YOUR OBJECTIVE — Report every line of the listing below that contains the word "desk", copying each such line in full.

>> BEGIN

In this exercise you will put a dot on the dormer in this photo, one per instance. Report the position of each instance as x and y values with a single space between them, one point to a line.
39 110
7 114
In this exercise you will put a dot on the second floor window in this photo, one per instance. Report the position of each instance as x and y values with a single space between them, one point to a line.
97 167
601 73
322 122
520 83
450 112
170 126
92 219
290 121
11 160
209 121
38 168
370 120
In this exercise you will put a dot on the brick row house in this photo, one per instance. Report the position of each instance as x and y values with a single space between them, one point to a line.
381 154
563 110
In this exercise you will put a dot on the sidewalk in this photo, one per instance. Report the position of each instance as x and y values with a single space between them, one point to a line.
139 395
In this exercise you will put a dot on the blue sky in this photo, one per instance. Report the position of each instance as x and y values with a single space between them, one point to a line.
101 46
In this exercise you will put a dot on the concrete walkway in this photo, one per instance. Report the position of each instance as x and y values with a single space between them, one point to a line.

>> END
>> BEGIN

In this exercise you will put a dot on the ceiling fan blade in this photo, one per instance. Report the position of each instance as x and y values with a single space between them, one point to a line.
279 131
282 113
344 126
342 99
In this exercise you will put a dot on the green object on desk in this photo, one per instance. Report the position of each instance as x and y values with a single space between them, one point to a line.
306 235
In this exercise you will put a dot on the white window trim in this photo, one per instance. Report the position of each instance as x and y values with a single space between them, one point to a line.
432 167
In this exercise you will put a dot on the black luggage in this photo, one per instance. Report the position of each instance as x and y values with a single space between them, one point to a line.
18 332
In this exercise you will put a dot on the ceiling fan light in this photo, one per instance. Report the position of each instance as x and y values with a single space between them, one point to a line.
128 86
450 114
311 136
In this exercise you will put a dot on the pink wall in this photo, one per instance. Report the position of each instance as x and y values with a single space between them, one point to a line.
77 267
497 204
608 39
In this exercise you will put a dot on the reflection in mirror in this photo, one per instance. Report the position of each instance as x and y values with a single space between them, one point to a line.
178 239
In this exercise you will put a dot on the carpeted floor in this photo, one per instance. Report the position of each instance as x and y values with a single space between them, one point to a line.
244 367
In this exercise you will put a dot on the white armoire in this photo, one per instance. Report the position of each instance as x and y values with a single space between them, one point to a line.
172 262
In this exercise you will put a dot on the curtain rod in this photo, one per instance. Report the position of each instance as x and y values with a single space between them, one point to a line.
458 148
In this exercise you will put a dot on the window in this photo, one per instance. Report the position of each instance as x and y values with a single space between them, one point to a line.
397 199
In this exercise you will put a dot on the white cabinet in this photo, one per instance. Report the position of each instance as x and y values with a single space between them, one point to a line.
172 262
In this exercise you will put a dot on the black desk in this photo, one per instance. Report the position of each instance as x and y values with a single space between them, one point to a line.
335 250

>> END
>> BEGIN

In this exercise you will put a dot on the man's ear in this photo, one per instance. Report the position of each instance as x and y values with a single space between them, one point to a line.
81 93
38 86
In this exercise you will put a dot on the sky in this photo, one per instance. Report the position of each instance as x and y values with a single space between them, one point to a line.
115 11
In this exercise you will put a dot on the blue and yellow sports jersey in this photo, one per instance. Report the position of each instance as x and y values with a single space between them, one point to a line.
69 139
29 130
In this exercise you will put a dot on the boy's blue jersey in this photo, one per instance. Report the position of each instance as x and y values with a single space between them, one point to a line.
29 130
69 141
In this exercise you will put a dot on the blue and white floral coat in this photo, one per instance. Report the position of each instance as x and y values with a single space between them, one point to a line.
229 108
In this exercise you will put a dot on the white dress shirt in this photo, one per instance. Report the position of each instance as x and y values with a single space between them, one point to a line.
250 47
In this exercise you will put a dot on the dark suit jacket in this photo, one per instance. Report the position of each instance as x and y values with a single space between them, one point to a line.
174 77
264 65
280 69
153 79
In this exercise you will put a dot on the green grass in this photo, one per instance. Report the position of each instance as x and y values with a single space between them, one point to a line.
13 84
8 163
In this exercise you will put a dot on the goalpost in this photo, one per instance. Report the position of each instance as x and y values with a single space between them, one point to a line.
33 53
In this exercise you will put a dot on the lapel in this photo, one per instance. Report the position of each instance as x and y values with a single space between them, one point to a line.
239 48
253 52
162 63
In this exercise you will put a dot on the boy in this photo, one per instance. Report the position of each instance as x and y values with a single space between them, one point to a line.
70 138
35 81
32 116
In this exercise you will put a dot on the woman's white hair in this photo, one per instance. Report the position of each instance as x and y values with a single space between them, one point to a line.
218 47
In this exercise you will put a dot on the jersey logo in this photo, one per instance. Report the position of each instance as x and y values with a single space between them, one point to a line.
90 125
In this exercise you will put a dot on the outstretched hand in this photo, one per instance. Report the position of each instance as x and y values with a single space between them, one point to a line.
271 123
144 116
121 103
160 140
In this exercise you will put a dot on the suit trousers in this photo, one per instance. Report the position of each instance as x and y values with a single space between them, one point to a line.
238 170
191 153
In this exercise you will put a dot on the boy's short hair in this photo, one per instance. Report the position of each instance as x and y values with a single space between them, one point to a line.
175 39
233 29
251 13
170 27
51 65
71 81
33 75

>> END

RESPONSE TO THE EXERCISE —
In this exercise you will put a dot on the green object on desk in this photo, one per instance. Report the position of each instance as x and y values with a single space between them, one point to a line.
In this exercise you will put a dot on the black desk in this photo, one per instance. Report the position of each instance as x and y values with a single space between them, one point to a line.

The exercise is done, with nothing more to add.